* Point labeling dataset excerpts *
——

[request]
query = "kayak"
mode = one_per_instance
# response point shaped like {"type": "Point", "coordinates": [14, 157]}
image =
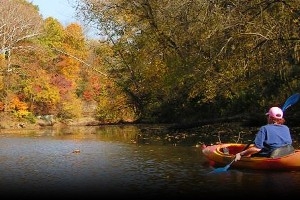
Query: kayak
{"type": "Point", "coordinates": [220, 155]}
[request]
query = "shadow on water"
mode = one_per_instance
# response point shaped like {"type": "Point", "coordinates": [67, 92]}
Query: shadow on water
{"type": "Point", "coordinates": [138, 162]}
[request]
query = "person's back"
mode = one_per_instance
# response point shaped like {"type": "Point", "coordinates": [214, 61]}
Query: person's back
{"type": "Point", "coordinates": [273, 139]}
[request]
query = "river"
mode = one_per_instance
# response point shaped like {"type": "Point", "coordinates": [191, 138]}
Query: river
{"type": "Point", "coordinates": [119, 161]}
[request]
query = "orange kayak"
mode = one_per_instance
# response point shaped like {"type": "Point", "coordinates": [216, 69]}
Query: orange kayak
{"type": "Point", "coordinates": [221, 155]}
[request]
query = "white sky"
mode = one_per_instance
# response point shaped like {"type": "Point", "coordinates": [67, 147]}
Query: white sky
{"type": "Point", "coordinates": [62, 10]}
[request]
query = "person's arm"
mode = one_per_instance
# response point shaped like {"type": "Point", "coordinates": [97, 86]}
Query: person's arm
{"type": "Point", "coordinates": [247, 152]}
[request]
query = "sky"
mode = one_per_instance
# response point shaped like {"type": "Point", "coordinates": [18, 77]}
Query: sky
{"type": "Point", "coordinates": [62, 10]}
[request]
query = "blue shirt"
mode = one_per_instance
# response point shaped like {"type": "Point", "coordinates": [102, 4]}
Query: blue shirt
{"type": "Point", "coordinates": [272, 136]}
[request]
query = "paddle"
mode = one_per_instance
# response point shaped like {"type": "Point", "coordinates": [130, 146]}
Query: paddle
{"type": "Point", "coordinates": [288, 103]}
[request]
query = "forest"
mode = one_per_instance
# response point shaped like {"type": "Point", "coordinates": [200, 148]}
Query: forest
{"type": "Point", "coordinates": [158, 61]}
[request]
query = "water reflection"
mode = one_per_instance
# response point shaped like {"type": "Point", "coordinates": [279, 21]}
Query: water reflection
{"type": "Point", "coordinates": [111, 163]}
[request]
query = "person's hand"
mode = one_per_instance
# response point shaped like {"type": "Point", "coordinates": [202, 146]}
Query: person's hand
{"type": "Point", "coordinates": [237, 157]}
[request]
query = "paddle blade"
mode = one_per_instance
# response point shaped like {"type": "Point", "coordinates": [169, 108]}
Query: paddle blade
{"type": "Point", "coordinates": [222, 169]}
{"type": "Point", "coordinates": [291, 101]}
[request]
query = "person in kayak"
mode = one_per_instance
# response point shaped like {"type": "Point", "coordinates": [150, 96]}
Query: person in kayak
{"type": "Point", "coordinates": [272, 140]}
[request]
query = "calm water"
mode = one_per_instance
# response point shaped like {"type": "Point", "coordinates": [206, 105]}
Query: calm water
{"type": "Point", "coordinates": [109, 162]}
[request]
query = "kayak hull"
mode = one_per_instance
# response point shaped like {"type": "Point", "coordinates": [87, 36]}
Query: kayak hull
{"type": "Point", "coordinates": [223, 154]}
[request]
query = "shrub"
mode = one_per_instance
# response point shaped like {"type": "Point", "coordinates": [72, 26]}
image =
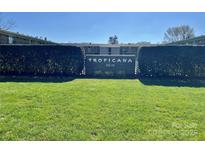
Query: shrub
{"type": "Point", "coordinates": [40, 60]}
{"type": "Point", "coordinates": [172, 61]}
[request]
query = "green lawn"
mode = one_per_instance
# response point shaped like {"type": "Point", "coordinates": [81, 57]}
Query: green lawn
{"type": "Point", "coordinates": [102, 109]}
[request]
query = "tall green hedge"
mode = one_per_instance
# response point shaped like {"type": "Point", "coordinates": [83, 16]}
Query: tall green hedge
{"type": "Point", "coordinates": [40, 60]}
{"type": "Point", "coordinates": [172, 61]}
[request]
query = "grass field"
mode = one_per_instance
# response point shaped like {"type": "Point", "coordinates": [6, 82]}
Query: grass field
{"type": "Point", "coordinates": [102, 109]}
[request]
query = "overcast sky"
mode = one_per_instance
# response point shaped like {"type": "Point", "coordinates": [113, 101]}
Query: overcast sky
{"type": "Point", "coordinates": [97, 27]}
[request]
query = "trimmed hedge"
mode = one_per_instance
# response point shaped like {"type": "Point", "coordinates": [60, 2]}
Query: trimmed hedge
{"type": "Point", "coordinates": [172, 61]}
{"type": "Point", "coordinates": [40, 60]}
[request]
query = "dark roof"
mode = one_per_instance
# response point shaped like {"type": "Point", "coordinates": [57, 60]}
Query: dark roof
{"type": "Point", "coordinates": [5, 32]}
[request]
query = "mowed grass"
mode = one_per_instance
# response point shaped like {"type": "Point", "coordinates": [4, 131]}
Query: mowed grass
{"type": "Point", "coordinates": [100, 109]}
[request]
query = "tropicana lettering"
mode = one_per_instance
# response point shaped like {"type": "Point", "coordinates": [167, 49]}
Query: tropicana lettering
{"type": "Point", "coordinates": [110, 60]}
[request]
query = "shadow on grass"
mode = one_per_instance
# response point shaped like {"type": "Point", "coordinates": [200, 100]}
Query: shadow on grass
{"type": "Point", "coordinates": [55, 79]}
{"type": "Point", "coordinates": [170, 82]}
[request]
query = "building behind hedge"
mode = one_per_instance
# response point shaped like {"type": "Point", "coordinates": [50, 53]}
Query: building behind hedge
{"type": "Point", "coordinates": [8, 37]}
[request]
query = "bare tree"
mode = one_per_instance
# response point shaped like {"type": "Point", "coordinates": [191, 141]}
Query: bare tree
{"type": "Point", "coordinates": [113, 40]}
{"type": "Point", "coordinates": [179, 33]}
{"type": "Point", "coordinates": [6, 25]}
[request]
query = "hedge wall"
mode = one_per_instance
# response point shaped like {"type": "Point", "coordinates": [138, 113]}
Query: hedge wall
{"type": "Point", "coordinates": [40, 60]}
{"type": "Point", "coordinates": [172, 61]}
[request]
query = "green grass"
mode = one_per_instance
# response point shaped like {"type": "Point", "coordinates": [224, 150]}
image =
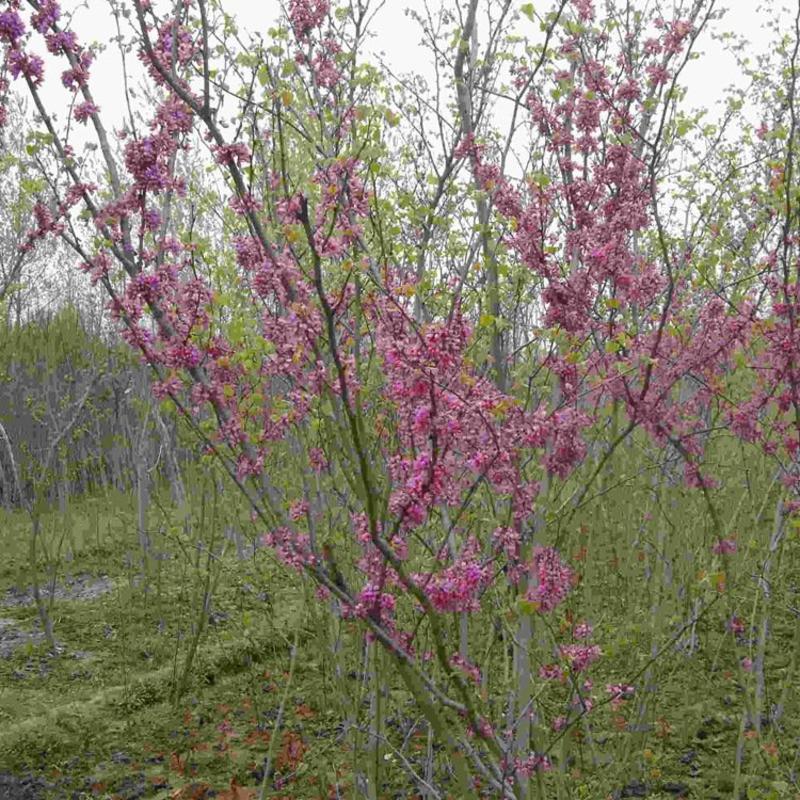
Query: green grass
{"type": "Point", "coordinates": [108, 723]}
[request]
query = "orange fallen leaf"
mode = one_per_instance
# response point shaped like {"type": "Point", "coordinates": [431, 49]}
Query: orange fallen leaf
{"type": "Point", "coordinates": [237, 792]}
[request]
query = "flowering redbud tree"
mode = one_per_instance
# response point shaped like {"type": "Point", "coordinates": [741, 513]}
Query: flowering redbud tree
{"type": "Point", "coordinates": [405, 331]}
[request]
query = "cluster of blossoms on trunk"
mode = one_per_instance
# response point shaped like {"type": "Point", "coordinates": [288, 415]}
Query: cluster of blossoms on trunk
{"type": "Point", "coordinates": [341, 378]}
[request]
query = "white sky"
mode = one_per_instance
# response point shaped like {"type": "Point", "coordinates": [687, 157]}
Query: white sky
{"type": "Point", "coordinates": [398, 36]}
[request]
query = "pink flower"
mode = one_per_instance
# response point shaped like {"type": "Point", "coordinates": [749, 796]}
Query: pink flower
{"type": "Point", "coordinates": [305, 15]}
{"type": "Point", "coordinates": [582, 631]}
{"type": "Point", "coordinates": [11, 27]}
{"type": "Point", "coordinates": [580, 657]}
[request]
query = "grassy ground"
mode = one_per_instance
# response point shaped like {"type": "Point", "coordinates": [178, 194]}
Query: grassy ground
{"type": "Point", "coordinates": [120, 712]}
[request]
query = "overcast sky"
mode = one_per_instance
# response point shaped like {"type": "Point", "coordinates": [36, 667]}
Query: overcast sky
{"type": "Point", "coordinates": [398, 36]}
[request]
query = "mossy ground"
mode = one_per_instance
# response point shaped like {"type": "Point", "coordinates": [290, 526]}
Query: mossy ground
{"type": "Point", "coordinates": [102, 719]}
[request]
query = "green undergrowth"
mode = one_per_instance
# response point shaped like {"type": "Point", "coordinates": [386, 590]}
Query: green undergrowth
{"type": "Point", "coordinates": [125, 710]}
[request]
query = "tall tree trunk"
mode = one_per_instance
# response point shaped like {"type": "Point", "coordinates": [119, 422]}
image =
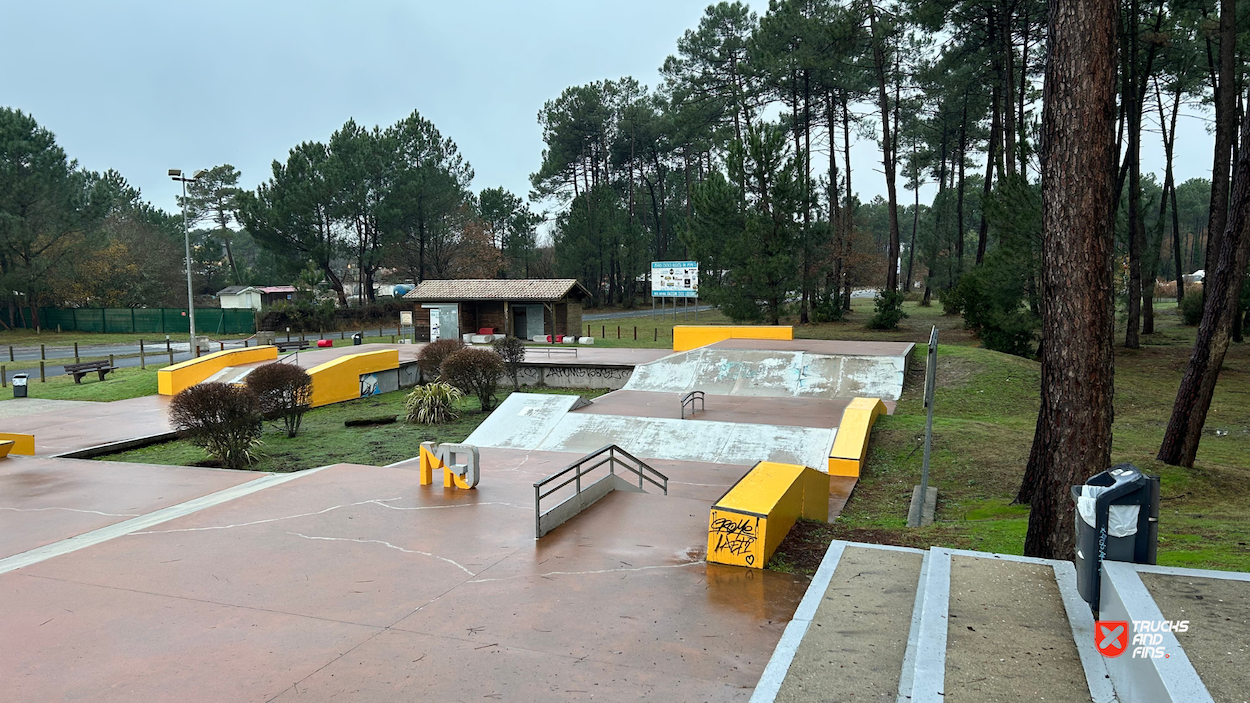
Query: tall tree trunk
{"type": "Point", "coordinates": [1008, 78]}
{"type": "Point", "coordinates": [1221, 288]}
{"type": "Point", "coordinates": [888, 153]}
{"type": "Point", "coordinates": [1073, 438]}
{"type": "Point", "coordinates": [1134, 109]}
{"type": "Point", "coordinates": [959, 194]}
{"type": "Point", "coordinates": [990, 148]}
{"type": "Point", "coordinates": [1169, 133]}
{"type": "Point", "coordinates": [849, 229]}
{"type": "Point", "coordinates": [1225, 131]}
{"type": "Point", "coordinates": [915, 219]}
{"type": "Point", "coordinates": [835, 215]}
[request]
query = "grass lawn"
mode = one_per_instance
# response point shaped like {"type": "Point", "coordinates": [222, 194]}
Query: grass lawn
{"type": "Point", "coordinates": [116, 385]}
{"type": "Point", "coordinates": [323, 438]}
{"type": "Point", "coordinates": [985, 413]}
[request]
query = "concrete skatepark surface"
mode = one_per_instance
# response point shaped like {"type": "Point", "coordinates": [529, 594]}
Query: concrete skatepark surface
{"type": "Point", "coordinates": [546, 423]}
{"type": "Point", "coordinates": [780, 369]}
{"type": "Point", "coordinates": [91, 424]}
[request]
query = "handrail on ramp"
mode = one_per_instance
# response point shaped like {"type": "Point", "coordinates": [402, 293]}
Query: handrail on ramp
{"type": "Point", "coordinates": [584, 497]}
{"type": "Point", "coordinates": [689, 399]}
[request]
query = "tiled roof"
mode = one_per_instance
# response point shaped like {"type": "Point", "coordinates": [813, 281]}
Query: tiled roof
{"type": "Point", "coordinates": [496, 289]}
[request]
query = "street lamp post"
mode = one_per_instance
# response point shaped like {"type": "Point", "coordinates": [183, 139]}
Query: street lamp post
{"type": "Point", "coordinates": [176, 174]}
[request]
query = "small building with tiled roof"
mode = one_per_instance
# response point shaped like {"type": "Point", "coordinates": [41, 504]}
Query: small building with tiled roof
{"type": "Point", "coordinates": [254, 297]}
{"type": "Point", "coordinates": [524, 308]}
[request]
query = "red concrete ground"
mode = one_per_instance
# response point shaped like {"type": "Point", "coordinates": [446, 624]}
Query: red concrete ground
{"type": "Point", "coordinates": [45, 500]}
{"type": "Point", "coordinates": [89, 425]}
{"type": "Point", "coordinates": [355, 583]}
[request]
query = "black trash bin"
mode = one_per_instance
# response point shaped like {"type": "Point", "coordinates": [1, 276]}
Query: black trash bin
{"type": "Point", "coordinates": [1116, 519]}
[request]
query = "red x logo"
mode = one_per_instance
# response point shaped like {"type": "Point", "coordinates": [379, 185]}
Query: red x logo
{"type": "Point", "coordinates": [1111, 637]}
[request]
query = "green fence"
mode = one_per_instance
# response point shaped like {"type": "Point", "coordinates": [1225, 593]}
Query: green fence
{"type": "Point", "coordinates": [144, 320]}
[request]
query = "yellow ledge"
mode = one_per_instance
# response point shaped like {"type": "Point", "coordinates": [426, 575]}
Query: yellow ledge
{"type": "Point", "coordinates": [850, 443]}
{"type": "Point", "coordinates": [691, 337]}
{"type": "Point", "coordinates": [178, 378]}
{"type": "Point", "coordinates": [338, 380]}
{"type": "Point", "coordinates": [751, 519]}
{"type": "Point", "coordinates": [20, 443]}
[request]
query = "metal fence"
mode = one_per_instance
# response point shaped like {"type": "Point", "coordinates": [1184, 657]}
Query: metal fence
{"type": "Point", "coordinates": [140, 320]}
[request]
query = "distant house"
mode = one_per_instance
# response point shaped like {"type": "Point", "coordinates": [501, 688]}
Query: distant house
{"type": "Point", "coordinates": [524, 308]}
{"type": "Point", "coordinates": [254, 297]}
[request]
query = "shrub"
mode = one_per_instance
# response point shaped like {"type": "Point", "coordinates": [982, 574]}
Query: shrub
{"type": "Point", "coordinates": [433, 403]}
{"type": "Point", "coordinates": [223, 419]}
{"type": "Point", "coordinates": [430, 359]}
{"type": "Point", "coordinates": [993, 300]}
{"type": "Point", "coordinates": [828, 308]}
{"type": "Point", "coordinates": [474, 372]}
{"type": "Point", "coordinates": [888, 310]}
{"type": "Point", "coordinates": [284, 392]}
{"type": "Point", "coordinates": [511, 350]}
{"type": "Point", "coordinates": [1191, 307]}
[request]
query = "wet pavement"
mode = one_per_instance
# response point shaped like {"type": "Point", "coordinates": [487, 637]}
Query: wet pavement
{"type": "Point", "coordinates": [358, 583]}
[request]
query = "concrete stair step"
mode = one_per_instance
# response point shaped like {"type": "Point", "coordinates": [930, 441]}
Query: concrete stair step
{"type": "Point", "coordinates": [881, 623]}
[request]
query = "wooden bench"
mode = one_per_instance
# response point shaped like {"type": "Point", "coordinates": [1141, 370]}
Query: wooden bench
{"type": "Point", "coordinates": [79, 370]}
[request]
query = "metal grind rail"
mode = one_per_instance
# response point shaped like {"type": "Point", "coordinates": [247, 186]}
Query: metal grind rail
{"type": "Point", "coordinates": [585, 495]}
{"type": "Point", "coordinates": [689, 399]}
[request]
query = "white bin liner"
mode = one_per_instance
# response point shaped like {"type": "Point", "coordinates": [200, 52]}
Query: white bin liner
{"type": "Point", "coordinates": [1121, 519]}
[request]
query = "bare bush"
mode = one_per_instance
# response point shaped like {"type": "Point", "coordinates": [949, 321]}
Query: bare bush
{"type": "Point", "coordinates": [511, 352]}
{"type": "Point", "coordinates": [284, 392]}
{"type": "Point", "coordinates": [223, 419]}
{"type": "Point", "coordinates": [431, 355]}
{"type": "Point", "coordinates": [474, 372]}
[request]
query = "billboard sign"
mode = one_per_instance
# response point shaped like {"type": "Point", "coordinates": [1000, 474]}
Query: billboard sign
{"type": "Point", "coordinates": [675, 279]}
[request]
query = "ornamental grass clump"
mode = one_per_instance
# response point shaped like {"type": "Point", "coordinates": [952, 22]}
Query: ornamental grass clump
{"type": "Point", "coordinates": [433, 403]}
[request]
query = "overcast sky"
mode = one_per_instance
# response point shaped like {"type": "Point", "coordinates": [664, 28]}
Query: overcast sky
{"type": "Point", "coordinates": [143, 86]}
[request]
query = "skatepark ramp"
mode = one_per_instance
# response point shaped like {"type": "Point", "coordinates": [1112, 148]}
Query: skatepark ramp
{"type": "Point", "coordinates": [776, 373]}
{"type": "Point", "coordinates": [543, 422]}
{"type": "Point", "coordinates": [586, 492]}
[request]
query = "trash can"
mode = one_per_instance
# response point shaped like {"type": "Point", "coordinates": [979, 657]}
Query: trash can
{"type": "Point", "coordinates": [1116, 519]}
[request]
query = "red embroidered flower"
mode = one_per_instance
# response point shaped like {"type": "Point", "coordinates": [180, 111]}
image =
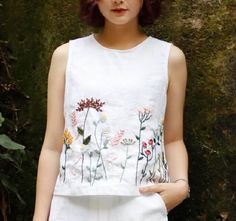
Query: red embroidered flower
{"type": "Point", "coordinates": [147, 152]}
{"type": "Point", "coordinates": [144, 144]}
{"type": "Point", "coordinates": [150, 142]}
{"type": "Point", "coordinates": [90, 103]}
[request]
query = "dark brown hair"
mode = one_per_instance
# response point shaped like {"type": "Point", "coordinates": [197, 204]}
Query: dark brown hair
{"type": "Point", "coordinates": [90, 14]}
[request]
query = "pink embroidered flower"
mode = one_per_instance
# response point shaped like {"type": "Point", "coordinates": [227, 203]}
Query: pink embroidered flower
{"type": "Point", "coordinates": [90, 103]}
{"type": "Point", "coordinates": [144, 144]}
{"type": "Point", "coordinates": [147, 152]}
{"type": "Point", "coordinates": [73, 119]}
{"type": "Point", "coordinates": [115, 140]}
{"type": "Point", "coordinates": [150, 142]}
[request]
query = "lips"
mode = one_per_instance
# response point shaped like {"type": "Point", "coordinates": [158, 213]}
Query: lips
{"type": "Point", "coordinates": [119, 10]}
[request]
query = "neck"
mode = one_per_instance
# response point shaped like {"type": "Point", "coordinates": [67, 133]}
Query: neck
{"type": "Point", "coordinates": [121, 36]}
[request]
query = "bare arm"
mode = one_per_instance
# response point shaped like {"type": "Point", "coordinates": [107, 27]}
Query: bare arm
{"type": "Point", "coordinates": [173, 125]}
{"type": "Point", "coordinates": [176, 154]}
{"type": "Point", "coordinates": [48, 166]}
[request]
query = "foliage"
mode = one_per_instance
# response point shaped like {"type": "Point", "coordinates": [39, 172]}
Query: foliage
{"type": "Point", "coordinates": [12, 153]}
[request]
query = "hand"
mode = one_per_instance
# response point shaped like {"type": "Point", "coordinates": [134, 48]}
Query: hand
{"type": "Point", "coordinates": [172, 193]}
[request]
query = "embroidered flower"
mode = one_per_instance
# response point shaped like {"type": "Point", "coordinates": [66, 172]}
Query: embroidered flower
{"type": "Point", "coordinates": [67, 137]}
{"type": "Point", "coordinates": [103, 117]}
{"type": "Point", "coordinates": [144, 115]}
{"type": "Point", "coordinates": [117, 137]}
{"type": "Point", "coordinates": [147, 152]}
{"type": "Point", "coordinates": [129, 141]}
{"type": "Point", "coordinates": [73, 119]}
{"type": "Point", "coordinates": [144, 144]}
{"type": "Point", "coordinates": [90, 103]}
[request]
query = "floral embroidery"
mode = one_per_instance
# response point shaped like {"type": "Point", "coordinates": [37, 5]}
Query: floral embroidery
{"type": "Point", "coordinates": [127, 143]}
{"type": "Point", "coordinates": [73, 119]}
{"type": "Point", "coordinates": [144, 115]}
{"type": "Point", "coordinates": [147, 152]}
{"type": "Point", "coordinates": [82, 105]}
{"type": "Point", "coordinates": [91, 163]}
{"type": "Point", "coordinates": [67, 137]}
{"type": "Point", "coordinates": [102, 145]}
{"type": "Point", "coordinates": [116, 139]}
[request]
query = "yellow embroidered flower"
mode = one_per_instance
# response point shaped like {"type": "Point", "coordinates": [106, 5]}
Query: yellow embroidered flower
{"type": "Point", "coordinates": [67, 137]}
{"type": "Point", "coordinates": [103, 117]}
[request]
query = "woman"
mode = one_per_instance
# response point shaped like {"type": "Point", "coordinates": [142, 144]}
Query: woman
{"type": "Point", "coordinates": [113, 96]}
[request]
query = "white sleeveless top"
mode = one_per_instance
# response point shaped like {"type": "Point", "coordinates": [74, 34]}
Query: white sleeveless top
{"type": "Point", "coordinates": [114, 108]}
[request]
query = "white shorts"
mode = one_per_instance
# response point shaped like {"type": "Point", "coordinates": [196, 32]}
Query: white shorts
{"type": "Point", "coordinates": [108, 208]}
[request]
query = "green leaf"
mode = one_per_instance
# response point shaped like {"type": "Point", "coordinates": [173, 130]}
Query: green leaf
{"type": "Point", "coordinates": [1, 119]}
{"type": "Point", "coordinates": [80, 131]}
{"type": "Point", "coordinates": [9, 144]}
{"type": "Point", "coordinates": [5, 181]}
{"type": "Point", "coordinates": [87, 140]}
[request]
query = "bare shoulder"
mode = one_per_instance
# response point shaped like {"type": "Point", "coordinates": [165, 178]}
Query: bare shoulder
{"type": "Point", "coordinates": [61, 52]}
{"type": "Point", "coordinates": [59, 60]}
{"type": "Point", "coordinates": [177, 63]}
{"type": "Point", "coordinates": [176, 55]}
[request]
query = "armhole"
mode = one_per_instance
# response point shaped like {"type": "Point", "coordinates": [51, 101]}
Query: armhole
{"type": "Point", "coordinates": [167, 64]}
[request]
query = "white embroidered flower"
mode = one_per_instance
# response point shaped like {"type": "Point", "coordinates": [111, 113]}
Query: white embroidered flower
{"type": "Point", "coordinates": [103, 117]}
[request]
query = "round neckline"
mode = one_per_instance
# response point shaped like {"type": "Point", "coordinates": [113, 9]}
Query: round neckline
{"type": "Point", "coordinates": [139, 45]}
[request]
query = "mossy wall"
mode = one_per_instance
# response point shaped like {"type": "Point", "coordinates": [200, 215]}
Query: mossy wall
{"type": "Point", "coordinates": [204, 30]}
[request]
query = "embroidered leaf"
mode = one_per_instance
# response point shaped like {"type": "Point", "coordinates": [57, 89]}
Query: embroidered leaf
{"type": "Point", "coordinates": [80, 131]}
{"type": "Point", "coordinates": [87, 140]}
{"type": "Point", "coordinates": [99, 177]}
{"type": "Point", "coordinates": [97, 151]}
{"type": "Point", "coordinates": [106, 142]}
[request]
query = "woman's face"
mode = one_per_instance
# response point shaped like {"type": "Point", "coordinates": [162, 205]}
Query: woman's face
{"type": "Point", "coordinates": [120, 12]}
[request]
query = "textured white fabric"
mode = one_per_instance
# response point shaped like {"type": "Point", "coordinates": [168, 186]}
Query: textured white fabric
{"type": "Point", "coordinates": [107, 208]}
{"type": "Point", "coordinates": [114, 109]}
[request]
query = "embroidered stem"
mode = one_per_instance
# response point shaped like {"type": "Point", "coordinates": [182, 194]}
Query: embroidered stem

——

* EXERCISE *
Show every line of the records above that contains the word "building", treating uppercase and lowercase as different.

* TASK ANSWER *
query = "building behind hedge"
Query: building behind hedge
query = "small building with tiled roof"
Query: small building with tiled roof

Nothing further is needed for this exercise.